### [WHAT YOU ARE ASKED TO DO]
Report every line of the entries that contains the word "concrete".

SOURCE MATERIAL Block Start

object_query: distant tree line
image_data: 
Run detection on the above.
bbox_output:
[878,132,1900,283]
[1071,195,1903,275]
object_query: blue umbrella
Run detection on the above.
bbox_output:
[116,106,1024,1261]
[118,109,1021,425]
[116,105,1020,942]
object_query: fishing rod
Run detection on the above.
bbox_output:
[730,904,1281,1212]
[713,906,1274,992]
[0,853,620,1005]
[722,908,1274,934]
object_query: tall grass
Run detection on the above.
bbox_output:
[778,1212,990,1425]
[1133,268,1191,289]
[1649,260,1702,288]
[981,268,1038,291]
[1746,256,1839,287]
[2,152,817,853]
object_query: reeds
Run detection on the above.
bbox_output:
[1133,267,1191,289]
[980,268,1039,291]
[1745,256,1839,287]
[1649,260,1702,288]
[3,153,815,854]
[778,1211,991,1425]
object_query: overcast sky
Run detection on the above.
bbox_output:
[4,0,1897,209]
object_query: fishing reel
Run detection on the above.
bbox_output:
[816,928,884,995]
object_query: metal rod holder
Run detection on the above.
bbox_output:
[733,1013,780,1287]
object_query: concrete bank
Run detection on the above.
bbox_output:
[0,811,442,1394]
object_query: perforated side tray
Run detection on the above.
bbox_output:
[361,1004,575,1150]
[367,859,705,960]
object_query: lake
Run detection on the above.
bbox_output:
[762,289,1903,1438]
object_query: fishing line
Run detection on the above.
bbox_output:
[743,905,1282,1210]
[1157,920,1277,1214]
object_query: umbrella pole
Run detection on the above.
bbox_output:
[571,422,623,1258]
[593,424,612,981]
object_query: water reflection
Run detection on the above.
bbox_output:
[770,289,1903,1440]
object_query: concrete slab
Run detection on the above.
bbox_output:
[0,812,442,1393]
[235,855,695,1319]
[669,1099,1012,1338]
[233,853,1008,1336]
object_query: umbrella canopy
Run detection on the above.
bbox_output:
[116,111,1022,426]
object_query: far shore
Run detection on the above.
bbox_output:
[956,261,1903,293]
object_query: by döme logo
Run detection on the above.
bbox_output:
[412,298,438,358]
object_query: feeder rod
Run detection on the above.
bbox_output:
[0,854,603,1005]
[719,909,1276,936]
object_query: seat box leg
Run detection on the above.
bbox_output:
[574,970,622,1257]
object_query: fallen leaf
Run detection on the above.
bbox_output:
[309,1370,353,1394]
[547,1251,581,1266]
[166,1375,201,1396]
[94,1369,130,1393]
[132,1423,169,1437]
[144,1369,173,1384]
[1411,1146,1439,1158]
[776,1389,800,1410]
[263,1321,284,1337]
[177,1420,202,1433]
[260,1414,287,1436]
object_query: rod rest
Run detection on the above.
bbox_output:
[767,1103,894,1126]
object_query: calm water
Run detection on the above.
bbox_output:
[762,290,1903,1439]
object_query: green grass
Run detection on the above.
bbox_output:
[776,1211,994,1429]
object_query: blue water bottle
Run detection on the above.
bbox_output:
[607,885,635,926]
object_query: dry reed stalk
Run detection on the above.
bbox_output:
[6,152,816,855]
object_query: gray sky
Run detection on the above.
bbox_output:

SOURCE MATERIAL Block End

### [RESULT BELOW]
object_query: concrete bank
object_query: concrete slab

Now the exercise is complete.